[Collected data]
## BEGIN
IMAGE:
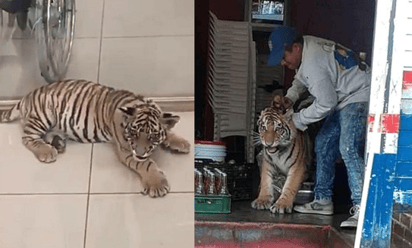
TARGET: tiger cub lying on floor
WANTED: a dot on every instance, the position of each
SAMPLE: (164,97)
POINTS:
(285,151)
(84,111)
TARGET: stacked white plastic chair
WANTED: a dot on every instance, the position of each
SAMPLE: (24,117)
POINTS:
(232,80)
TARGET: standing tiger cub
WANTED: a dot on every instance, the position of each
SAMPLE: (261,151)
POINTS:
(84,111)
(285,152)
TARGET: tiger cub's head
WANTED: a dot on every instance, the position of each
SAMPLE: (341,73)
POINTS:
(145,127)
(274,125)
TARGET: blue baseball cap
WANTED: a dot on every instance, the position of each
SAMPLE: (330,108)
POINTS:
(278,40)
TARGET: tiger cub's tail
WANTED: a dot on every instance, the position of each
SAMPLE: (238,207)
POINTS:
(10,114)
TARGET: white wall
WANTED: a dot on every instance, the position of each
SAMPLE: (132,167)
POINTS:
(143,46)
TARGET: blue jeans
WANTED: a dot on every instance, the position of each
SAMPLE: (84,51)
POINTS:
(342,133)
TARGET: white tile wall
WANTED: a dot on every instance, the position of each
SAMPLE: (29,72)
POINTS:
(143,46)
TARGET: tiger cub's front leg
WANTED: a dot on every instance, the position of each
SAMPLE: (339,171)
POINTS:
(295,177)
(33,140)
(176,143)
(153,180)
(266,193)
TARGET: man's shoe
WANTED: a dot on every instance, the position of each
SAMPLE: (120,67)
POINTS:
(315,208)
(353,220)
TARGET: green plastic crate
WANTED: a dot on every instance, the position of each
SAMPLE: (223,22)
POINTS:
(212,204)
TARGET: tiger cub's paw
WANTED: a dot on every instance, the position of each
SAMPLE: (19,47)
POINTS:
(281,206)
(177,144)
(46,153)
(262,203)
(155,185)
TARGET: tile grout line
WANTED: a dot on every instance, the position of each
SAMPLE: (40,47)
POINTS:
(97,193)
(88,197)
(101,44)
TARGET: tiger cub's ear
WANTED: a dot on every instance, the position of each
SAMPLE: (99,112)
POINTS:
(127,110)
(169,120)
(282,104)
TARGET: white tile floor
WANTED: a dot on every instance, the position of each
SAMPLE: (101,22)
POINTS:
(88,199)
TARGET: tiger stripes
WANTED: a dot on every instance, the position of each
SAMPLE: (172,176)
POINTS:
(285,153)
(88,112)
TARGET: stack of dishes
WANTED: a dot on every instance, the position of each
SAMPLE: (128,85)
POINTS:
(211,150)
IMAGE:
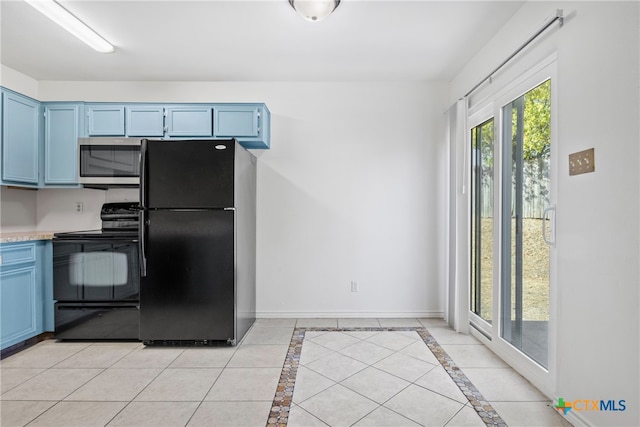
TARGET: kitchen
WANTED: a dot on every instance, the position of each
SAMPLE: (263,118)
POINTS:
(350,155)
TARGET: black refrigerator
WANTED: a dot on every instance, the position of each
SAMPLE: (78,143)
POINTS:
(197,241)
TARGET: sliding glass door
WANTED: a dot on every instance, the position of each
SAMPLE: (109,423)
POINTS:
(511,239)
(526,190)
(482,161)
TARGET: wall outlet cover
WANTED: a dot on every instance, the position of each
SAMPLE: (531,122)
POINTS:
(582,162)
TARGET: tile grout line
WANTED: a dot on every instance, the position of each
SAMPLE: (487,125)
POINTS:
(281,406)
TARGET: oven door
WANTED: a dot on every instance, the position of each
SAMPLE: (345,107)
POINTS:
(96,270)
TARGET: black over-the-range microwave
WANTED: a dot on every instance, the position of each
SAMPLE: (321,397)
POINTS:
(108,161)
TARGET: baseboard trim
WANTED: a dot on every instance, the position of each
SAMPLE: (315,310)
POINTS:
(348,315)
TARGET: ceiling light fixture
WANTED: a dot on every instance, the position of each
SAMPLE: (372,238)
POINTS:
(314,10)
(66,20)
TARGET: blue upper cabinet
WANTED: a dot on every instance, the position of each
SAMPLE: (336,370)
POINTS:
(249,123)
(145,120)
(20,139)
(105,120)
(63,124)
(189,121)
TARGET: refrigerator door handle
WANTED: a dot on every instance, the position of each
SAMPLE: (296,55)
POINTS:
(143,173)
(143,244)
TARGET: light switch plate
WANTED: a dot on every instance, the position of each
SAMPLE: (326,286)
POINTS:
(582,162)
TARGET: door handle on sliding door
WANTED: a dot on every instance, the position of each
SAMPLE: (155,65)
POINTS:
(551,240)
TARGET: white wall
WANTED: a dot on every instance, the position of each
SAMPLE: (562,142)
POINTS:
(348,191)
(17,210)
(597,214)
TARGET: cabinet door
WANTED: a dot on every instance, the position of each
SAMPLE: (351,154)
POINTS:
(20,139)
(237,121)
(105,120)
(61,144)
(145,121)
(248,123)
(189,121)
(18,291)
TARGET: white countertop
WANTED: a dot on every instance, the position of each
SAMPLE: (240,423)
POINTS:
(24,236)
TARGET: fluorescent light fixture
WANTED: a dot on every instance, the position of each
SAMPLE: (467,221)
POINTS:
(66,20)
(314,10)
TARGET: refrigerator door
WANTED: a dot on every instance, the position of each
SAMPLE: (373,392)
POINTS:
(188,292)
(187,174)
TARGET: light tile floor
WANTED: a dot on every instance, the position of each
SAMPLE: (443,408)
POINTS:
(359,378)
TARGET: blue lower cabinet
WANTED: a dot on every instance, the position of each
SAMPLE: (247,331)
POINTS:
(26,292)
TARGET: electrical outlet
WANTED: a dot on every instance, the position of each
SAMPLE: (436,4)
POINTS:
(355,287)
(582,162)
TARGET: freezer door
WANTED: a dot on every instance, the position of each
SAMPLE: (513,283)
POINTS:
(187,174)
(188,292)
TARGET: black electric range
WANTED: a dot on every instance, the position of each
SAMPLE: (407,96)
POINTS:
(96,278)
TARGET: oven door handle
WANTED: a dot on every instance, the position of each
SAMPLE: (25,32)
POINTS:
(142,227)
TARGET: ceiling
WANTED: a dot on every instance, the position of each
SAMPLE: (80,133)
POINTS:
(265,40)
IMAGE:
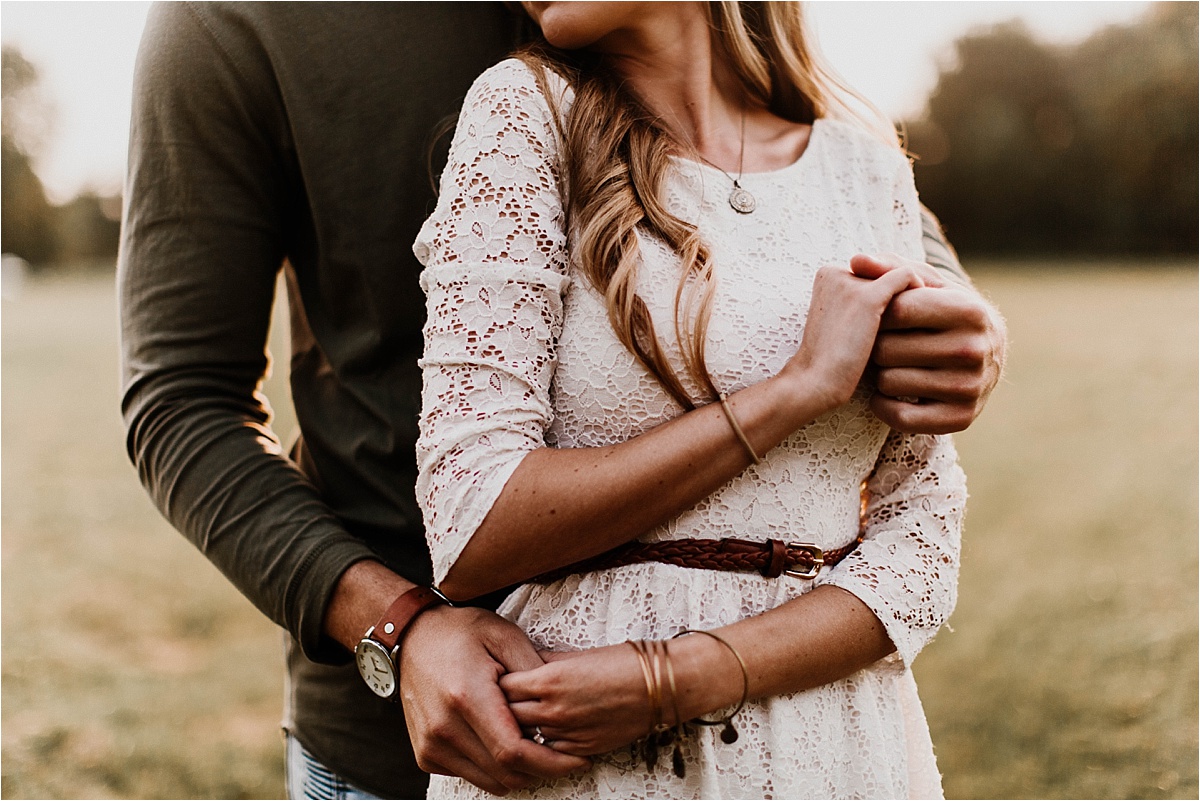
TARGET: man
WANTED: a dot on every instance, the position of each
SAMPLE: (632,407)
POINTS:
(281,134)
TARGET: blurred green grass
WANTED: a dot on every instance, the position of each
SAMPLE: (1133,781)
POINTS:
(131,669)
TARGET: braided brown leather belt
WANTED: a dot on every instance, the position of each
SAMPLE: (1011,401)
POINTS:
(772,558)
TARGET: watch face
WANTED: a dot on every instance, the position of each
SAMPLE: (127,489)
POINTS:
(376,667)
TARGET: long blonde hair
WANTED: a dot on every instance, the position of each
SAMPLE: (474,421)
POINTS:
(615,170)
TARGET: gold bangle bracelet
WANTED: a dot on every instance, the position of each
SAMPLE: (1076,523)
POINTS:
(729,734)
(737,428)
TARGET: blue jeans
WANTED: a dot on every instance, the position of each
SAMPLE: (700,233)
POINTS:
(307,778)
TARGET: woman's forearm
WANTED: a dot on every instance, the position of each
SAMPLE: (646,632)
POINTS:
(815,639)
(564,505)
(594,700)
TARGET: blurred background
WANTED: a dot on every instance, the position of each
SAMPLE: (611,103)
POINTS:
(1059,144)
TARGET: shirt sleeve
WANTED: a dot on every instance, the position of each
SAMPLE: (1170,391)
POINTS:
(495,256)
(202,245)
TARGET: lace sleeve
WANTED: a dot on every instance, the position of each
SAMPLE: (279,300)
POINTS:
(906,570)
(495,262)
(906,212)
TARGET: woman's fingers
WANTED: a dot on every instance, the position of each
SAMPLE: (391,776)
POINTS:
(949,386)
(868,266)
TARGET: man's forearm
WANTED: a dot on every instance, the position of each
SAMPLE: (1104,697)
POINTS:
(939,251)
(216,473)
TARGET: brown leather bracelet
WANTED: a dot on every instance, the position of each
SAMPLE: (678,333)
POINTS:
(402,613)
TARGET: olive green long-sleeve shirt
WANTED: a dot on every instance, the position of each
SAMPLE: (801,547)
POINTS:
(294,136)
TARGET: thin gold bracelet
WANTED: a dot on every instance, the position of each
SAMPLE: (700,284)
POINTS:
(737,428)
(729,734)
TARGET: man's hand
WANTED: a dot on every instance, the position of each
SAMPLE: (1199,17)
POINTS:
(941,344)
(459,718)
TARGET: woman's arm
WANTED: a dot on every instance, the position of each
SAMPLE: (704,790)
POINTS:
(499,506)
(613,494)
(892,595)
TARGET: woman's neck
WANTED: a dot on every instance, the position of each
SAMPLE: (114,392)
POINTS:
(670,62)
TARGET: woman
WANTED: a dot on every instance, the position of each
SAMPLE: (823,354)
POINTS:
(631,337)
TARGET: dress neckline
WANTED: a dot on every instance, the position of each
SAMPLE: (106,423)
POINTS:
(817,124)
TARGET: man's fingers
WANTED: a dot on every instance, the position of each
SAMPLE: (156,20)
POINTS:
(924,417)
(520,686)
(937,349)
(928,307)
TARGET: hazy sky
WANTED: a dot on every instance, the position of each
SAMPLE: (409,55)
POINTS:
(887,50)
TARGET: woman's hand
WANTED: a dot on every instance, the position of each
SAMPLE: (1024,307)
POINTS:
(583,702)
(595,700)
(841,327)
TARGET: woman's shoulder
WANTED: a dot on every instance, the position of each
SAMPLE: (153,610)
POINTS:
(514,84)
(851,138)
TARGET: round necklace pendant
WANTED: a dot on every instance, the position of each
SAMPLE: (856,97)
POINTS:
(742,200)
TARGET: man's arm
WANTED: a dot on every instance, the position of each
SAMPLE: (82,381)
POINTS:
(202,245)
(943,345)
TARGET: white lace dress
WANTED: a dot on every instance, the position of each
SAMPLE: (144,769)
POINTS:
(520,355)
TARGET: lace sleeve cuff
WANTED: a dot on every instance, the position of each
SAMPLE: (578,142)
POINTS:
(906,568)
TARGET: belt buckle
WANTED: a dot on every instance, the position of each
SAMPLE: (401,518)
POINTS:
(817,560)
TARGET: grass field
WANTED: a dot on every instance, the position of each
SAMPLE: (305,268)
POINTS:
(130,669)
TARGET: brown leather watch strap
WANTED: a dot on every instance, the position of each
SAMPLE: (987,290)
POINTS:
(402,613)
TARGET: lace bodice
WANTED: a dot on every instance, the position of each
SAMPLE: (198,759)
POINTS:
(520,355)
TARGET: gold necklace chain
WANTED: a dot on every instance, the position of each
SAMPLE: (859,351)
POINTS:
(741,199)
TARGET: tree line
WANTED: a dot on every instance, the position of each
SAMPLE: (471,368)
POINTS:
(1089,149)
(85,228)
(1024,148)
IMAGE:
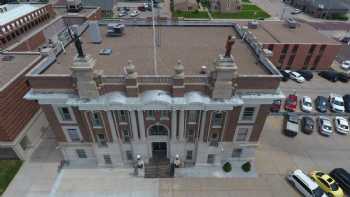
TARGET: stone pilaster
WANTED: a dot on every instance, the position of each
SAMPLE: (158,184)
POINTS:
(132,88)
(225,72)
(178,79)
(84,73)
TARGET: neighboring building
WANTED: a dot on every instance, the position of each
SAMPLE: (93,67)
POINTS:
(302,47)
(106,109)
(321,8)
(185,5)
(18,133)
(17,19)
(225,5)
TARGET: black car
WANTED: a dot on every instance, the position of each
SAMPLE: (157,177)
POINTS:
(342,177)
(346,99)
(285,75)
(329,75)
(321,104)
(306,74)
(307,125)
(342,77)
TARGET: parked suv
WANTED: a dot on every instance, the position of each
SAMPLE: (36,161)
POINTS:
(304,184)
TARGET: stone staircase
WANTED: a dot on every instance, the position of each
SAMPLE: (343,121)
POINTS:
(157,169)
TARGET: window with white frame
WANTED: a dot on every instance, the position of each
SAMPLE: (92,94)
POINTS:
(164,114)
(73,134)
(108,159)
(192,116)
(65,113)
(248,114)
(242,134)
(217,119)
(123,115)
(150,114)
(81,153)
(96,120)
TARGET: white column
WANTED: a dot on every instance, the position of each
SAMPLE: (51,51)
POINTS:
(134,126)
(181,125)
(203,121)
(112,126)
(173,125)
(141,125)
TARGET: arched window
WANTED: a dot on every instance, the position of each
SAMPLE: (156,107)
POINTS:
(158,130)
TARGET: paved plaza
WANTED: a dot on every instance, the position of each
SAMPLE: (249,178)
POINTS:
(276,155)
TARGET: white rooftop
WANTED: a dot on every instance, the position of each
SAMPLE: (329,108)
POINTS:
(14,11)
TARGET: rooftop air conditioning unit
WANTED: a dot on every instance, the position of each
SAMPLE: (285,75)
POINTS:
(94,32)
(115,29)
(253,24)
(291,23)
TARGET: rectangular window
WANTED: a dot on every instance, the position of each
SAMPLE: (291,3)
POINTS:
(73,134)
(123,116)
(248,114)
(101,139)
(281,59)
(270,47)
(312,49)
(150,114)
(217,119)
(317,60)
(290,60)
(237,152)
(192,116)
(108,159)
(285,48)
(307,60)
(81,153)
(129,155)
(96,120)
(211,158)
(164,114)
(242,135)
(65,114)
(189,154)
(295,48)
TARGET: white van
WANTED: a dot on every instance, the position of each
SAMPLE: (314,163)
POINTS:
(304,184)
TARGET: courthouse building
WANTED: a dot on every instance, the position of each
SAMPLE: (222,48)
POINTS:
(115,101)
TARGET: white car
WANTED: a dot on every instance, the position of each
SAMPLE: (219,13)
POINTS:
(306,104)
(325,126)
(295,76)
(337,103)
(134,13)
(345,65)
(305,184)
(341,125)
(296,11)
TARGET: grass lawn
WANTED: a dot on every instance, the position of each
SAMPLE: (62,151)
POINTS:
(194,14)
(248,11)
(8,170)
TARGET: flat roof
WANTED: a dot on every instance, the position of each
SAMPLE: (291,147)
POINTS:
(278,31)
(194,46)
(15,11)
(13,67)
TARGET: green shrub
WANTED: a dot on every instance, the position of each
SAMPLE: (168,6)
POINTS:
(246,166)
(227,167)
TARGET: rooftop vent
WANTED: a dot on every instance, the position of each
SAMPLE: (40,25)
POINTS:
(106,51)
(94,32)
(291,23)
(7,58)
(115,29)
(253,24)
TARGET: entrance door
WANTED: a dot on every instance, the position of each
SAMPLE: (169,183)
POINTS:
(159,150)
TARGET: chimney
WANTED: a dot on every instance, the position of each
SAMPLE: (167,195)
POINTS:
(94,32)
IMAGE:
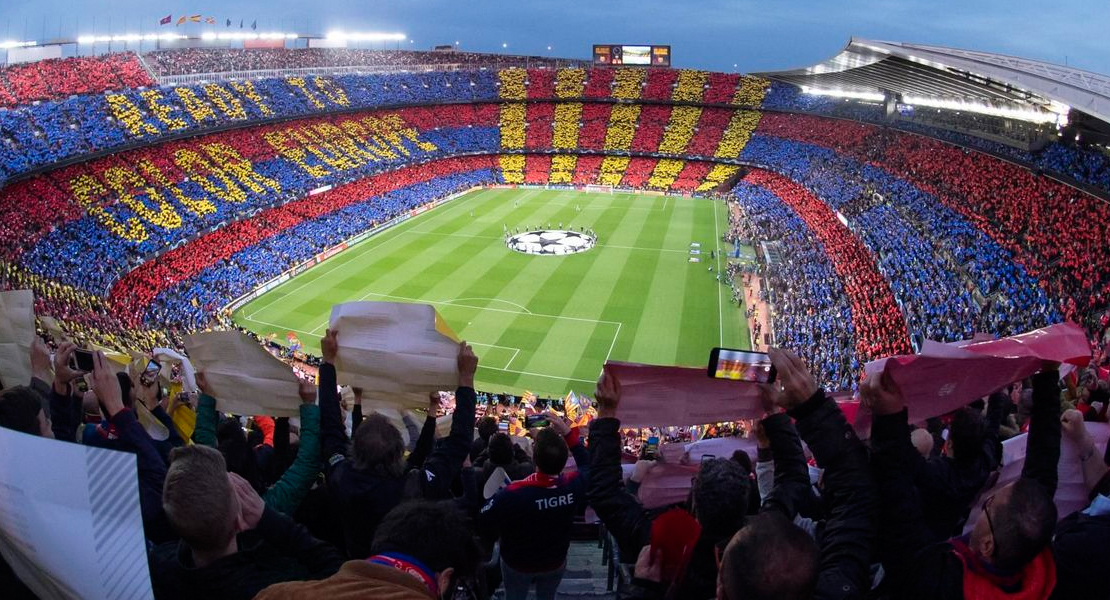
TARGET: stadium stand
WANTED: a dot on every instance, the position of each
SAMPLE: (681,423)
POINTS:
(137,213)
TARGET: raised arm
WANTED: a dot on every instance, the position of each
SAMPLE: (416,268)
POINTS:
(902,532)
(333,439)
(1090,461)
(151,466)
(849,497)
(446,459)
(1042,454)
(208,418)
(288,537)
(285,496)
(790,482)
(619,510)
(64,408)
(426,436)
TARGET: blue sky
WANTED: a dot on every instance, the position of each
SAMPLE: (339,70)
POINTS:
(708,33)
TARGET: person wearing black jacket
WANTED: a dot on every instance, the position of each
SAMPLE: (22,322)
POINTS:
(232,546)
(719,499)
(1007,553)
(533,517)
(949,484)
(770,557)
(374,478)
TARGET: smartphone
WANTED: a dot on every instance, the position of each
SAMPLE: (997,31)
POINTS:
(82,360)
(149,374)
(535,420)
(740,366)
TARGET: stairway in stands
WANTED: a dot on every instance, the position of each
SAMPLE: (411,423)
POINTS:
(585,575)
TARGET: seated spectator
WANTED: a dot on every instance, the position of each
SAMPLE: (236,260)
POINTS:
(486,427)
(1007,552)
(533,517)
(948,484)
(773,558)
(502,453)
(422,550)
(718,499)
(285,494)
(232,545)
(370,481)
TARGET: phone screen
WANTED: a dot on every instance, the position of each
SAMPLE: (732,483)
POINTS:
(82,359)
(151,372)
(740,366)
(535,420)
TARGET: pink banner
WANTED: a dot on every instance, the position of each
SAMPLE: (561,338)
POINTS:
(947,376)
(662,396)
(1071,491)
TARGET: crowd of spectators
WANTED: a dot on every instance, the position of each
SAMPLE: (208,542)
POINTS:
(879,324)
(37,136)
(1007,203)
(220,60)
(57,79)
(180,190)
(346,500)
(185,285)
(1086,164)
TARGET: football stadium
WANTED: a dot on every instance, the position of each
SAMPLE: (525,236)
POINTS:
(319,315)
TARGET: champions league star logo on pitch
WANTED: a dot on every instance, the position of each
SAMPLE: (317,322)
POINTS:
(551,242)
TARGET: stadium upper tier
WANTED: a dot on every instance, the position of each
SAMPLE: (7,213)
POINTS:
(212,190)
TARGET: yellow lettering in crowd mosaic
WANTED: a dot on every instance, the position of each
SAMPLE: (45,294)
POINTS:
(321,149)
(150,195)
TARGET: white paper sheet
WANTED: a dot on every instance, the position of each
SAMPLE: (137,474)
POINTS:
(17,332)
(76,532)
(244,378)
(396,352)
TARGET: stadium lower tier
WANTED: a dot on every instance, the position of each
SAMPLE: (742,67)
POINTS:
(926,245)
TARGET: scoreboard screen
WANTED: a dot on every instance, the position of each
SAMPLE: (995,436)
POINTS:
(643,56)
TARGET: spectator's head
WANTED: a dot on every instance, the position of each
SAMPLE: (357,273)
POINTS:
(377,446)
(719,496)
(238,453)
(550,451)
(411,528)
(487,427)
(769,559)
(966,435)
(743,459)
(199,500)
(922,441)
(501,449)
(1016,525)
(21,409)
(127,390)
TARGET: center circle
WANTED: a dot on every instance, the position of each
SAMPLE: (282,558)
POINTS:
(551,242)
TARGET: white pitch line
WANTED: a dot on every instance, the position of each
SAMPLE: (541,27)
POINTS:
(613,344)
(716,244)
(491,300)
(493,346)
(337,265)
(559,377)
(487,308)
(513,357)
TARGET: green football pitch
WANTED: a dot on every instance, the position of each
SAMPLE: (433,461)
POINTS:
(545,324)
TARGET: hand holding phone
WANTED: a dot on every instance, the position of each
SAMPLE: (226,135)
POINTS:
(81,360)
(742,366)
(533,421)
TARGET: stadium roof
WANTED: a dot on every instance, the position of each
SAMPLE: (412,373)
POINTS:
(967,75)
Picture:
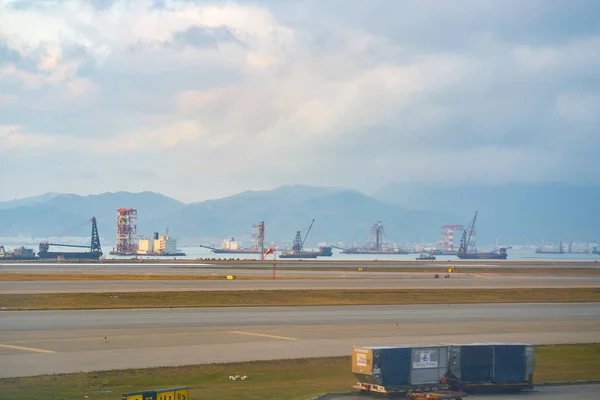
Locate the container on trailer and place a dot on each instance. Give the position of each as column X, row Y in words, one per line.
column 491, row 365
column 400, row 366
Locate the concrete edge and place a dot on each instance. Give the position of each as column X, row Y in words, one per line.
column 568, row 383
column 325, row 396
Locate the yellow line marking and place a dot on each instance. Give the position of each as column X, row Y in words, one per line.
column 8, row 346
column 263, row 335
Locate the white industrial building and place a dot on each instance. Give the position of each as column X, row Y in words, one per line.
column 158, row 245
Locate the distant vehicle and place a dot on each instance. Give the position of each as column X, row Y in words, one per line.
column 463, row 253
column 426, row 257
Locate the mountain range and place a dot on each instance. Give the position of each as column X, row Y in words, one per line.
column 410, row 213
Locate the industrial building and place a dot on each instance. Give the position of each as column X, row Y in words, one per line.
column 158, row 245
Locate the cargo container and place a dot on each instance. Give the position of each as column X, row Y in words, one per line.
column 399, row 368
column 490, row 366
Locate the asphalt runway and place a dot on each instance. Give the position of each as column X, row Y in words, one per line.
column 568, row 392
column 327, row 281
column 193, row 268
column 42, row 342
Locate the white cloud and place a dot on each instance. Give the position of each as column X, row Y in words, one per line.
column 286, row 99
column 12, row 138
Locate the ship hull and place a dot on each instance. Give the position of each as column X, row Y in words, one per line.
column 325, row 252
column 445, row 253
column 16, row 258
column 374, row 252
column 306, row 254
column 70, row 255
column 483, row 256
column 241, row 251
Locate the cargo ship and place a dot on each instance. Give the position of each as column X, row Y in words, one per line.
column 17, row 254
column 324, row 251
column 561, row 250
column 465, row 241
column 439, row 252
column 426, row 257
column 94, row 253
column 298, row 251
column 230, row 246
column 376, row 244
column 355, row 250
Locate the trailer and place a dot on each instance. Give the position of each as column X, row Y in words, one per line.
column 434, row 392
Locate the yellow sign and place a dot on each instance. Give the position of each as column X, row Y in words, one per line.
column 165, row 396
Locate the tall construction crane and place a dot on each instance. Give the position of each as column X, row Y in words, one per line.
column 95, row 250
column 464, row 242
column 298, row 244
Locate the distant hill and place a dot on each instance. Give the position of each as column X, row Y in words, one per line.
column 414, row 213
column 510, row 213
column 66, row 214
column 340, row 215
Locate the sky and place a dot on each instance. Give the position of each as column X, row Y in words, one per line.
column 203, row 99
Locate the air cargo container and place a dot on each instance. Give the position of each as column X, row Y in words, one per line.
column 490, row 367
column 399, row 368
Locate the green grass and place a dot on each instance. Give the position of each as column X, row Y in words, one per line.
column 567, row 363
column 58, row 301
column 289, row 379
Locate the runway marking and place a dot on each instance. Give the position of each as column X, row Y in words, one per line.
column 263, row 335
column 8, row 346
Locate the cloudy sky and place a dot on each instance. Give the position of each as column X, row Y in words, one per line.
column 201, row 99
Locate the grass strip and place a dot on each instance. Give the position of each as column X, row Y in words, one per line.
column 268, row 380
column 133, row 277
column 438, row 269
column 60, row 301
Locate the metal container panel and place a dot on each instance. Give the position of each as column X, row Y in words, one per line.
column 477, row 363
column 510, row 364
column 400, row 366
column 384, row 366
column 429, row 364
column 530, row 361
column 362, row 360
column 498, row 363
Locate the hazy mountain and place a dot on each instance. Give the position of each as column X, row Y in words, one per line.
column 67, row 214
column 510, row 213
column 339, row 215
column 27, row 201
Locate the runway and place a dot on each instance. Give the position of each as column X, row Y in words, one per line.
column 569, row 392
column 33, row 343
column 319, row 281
## END
Task -
Reproduce exactly the lines from the one with "Locate the grass" through the end of the entries above, both ends included.

Result below -
Locate the grass strip and place a dot on each instance. Give the position of each as column X, row Y in words, one per line.
column 268, row 380
column 133, row 277
column 438, row 269
column 60, row 301
Locate the metal container panel and place a dot on each instance. Give the position of each as column X, row Y in words, one per line.
column 477, row 363
column 510, row 364
column 400, row 366
column 384, row 366
column 429, row 364
column 530, row 361
column 362, row 360
column 498, row 363
Locate the hazy mountain and place a dot on each instance. Give the position of each as column X, row Y in words, one per line.
column 67, row 214
column 510, row 213
column 339, row 215
column 27, row 201
Locate the runway and place a dot on each instance. Give the position of each as column X, row Y in words, one per line.
column 569, row 392
column 33, row 343
column 319, row 281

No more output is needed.